Recast the listing below as a Markdown table with the columns Row and Line, giving each line its own numbered row and omitting blank lines. Start at the line that contains "of the blue" and go through the end of the listing.

▽

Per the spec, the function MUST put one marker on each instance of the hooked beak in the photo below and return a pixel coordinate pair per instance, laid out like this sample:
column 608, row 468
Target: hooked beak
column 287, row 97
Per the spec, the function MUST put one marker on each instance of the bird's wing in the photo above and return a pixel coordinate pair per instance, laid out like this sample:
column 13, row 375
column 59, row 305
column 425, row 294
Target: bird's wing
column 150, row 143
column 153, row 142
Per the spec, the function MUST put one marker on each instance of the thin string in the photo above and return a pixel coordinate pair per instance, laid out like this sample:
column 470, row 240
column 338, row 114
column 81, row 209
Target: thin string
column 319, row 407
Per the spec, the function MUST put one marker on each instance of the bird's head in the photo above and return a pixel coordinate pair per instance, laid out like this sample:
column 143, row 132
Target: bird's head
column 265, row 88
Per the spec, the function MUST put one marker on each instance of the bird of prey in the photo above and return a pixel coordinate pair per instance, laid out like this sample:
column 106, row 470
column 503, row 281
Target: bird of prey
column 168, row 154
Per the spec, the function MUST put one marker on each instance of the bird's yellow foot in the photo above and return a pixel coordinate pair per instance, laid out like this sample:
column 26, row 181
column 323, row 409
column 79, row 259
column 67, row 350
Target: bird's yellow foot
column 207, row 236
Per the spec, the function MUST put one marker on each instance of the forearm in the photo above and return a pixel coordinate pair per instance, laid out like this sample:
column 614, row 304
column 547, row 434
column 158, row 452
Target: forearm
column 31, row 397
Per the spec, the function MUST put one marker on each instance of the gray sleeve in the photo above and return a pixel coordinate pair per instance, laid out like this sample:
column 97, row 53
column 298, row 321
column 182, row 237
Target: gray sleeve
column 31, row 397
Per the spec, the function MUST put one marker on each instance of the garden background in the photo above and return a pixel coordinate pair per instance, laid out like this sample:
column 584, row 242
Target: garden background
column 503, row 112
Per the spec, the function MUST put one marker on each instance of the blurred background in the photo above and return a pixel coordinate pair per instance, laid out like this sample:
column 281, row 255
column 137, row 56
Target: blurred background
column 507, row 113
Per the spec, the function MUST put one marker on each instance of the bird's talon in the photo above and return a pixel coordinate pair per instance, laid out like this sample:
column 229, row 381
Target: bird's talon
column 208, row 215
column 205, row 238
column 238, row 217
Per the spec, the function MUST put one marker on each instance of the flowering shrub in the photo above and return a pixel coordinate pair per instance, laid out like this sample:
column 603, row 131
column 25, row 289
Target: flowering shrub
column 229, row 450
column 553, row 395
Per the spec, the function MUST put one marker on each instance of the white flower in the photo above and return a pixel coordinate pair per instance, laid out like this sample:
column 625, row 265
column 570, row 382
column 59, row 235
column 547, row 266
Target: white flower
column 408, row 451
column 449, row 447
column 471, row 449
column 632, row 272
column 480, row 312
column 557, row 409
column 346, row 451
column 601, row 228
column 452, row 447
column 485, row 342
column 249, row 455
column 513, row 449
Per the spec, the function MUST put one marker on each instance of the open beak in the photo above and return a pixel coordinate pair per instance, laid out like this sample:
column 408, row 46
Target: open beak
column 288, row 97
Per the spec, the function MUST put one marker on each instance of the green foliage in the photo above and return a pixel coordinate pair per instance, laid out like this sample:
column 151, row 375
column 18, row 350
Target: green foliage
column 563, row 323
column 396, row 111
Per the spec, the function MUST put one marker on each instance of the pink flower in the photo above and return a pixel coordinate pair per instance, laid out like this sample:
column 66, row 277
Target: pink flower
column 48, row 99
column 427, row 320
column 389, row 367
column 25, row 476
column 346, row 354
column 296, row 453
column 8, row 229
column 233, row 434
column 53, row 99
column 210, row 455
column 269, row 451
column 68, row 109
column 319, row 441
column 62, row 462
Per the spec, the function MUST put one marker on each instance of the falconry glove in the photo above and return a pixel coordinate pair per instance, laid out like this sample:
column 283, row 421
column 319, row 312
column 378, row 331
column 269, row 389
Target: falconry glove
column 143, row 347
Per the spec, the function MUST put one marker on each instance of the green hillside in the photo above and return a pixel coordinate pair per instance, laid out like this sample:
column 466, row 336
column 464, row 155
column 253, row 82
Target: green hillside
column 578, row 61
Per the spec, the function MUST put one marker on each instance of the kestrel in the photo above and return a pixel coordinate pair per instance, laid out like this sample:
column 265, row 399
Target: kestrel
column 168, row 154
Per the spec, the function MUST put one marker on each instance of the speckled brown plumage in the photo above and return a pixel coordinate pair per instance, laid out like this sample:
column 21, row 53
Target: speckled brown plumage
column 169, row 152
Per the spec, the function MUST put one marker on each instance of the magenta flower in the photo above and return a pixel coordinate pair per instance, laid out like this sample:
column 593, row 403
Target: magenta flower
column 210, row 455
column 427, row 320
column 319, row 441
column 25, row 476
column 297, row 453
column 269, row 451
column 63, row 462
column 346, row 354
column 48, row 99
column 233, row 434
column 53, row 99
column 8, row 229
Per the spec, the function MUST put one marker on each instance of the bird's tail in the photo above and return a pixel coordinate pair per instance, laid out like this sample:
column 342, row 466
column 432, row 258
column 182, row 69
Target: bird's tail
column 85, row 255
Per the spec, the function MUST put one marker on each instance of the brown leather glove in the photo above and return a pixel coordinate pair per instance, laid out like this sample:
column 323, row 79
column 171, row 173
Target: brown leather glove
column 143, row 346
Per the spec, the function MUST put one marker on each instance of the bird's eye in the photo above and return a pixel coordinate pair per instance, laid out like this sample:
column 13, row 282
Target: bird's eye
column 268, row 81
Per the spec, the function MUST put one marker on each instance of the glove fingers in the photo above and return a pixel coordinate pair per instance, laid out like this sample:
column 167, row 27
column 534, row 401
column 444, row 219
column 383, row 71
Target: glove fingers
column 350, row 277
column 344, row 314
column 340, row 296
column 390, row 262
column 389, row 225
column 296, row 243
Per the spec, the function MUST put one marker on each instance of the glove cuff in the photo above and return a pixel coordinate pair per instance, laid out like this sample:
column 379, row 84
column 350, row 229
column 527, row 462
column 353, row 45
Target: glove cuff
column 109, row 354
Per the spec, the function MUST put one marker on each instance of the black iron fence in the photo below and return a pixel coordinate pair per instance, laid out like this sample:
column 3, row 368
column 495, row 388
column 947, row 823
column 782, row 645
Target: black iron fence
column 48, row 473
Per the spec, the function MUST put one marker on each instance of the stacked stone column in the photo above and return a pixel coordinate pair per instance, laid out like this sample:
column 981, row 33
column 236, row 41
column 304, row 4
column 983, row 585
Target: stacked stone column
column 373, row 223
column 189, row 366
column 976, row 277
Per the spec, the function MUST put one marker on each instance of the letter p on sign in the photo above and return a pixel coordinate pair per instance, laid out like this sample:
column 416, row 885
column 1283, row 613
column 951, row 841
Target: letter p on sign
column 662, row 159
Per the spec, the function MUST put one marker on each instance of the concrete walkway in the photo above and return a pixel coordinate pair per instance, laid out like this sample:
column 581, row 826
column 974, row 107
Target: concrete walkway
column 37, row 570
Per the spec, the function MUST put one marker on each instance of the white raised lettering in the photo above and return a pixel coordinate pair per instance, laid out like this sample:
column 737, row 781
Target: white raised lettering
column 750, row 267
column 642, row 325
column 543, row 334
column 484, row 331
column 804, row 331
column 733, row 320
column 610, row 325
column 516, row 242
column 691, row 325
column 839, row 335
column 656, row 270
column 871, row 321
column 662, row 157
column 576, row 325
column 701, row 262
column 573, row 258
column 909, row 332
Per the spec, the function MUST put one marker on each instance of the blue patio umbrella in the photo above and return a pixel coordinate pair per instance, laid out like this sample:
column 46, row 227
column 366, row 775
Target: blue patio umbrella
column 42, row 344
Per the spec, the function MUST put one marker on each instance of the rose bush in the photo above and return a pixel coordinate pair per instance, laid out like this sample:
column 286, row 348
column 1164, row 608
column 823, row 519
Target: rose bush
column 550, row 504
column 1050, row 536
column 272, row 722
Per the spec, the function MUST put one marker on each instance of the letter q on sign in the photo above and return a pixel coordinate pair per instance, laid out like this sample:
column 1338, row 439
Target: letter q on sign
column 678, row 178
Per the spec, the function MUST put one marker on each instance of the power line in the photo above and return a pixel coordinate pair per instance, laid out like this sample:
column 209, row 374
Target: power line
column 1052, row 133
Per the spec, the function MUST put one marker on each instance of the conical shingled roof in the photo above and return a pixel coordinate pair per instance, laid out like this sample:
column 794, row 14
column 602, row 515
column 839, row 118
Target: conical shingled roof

△

### Task response:
| Row | Line |
|---|---|
| 1 | Per the spec, the function MUST put one marker on each instance of the blue patio umbrella in the photo above and return a pixel coordinate pair per instance, laid out like this sample: |
| 2 | column 46, row 227 |
| 3 | column 366, row 775 |
| 4 | Target: blue patio umbrella |
| 5 | column 42, row 344 |
| 6 | Per the spec, the function MUST put one marker on each instance of the rose bush in the photo above and return a pixel coordinate pair per instance, laid out like this sample: |
| 7 | column 286, row 348 |
| 8 | column 1164, row 608 |
| 9 | column 823, row 519 |
| 10 | Target: rose bush |
| 11 | column 550, row 504 |
| 12 | column 1050, row 536 |
| 13 | column 272, row 722 |
| 14 | Per the spec, the function MUST put one marker on each instance of the letter q on sign in the photo above and return a pixel coordinate pair per instance, laid out like this sample: |
| 15 | column 1338, row 439 |
| 16 | Target: letter q on sign |
| 17 | column 678, row 178 |
| 18 | Per the spec, the function MUST put one marker on each instance of the power line in the photo above and return a pixel coordinate pair per instance, laid out like this sample: |
| 19 | column 209, row 374 |
| 20 | Target: power line |
| 21 | column 1052, row 133 |
| 22 | Per the spec, the function MUST put one marker on each instance of the conical shingled roof in the photo above and return a pixel coordinate pair per instance, laid out like this sample: |
| 23 | column 794, row 14 |
| 24 | column 602, row 515 |
| 25 | column 839, row 118 |
| 26 | Target: conical shingled roof |